#### [Exercise aim]
Rewrite only the lines of the material between the lines holding "Given the image above, enumerate every wicker" and "[210,0,513,63]", inclusive, keeping every request line, and shift each bounding-box coordinate up by 120.

#### [Data for this task]
# # # #
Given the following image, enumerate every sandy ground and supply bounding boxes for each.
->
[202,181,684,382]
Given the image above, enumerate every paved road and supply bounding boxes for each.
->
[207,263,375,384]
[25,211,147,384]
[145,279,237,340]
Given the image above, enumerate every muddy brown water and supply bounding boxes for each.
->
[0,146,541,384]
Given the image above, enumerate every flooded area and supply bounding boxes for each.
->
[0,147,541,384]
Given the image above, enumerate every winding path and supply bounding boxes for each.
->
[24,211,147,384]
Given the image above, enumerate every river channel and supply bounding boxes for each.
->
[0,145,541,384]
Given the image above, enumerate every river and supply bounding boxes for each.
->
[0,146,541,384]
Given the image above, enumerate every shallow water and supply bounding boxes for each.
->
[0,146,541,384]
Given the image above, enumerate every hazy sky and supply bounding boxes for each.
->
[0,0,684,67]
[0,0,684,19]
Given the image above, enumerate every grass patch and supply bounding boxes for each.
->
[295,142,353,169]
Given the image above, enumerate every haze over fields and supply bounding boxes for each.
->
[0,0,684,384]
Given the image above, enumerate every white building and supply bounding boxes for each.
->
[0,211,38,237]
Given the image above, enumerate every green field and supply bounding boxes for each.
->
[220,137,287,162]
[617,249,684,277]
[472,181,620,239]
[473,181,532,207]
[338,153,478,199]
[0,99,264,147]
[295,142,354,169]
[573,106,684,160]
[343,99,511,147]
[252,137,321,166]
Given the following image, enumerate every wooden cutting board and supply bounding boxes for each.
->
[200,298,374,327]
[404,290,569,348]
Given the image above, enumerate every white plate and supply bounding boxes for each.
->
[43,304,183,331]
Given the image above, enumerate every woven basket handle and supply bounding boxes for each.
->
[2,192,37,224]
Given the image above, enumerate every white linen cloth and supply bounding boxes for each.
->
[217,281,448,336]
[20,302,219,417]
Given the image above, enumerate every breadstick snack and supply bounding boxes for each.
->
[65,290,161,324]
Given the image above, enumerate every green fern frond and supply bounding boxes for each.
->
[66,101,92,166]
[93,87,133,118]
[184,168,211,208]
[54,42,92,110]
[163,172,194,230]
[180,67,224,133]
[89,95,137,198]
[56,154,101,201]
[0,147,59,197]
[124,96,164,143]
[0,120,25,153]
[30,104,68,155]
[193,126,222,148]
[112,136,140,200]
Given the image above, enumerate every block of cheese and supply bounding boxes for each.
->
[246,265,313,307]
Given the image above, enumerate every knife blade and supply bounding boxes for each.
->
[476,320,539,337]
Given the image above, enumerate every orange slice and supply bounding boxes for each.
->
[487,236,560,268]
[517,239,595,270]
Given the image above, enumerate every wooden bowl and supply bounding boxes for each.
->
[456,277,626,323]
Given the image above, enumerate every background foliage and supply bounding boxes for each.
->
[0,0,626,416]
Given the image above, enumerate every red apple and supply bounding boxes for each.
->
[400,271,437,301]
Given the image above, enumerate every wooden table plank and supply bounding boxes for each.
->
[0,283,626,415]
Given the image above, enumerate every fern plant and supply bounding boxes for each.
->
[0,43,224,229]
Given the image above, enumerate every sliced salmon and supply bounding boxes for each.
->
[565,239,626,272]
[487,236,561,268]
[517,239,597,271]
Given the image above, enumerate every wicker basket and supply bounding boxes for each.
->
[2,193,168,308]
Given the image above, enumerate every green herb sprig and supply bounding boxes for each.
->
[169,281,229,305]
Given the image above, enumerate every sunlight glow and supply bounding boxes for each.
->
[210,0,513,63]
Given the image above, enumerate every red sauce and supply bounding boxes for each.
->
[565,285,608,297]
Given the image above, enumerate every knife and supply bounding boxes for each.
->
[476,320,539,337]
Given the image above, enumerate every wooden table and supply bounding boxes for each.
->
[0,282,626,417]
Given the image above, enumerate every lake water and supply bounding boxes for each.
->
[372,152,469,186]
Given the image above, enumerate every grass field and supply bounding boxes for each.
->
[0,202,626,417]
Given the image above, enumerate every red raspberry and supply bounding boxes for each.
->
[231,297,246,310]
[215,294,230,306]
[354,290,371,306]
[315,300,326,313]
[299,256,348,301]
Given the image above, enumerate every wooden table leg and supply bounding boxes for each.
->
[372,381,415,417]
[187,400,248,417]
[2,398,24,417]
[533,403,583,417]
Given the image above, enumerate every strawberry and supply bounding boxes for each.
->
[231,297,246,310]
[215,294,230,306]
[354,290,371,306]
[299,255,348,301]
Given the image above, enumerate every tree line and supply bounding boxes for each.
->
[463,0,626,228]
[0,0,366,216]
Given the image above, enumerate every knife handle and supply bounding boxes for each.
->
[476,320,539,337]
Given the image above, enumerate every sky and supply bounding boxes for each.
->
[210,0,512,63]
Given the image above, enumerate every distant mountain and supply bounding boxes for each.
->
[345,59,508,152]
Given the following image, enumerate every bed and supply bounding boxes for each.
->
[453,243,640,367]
# # # #
#### [Result]
Given the image above, enumerate every wicker basket and supply bounding boxes for each.
->
[122,313,288,428]
Given the image above, enumerate every green herb sprig and supply bounding boxes for each.
->
[289,401,349,425]
Given the image above, enumerate every sunlight glow and supply bounding boxes for each.
->
[330,120,633,183]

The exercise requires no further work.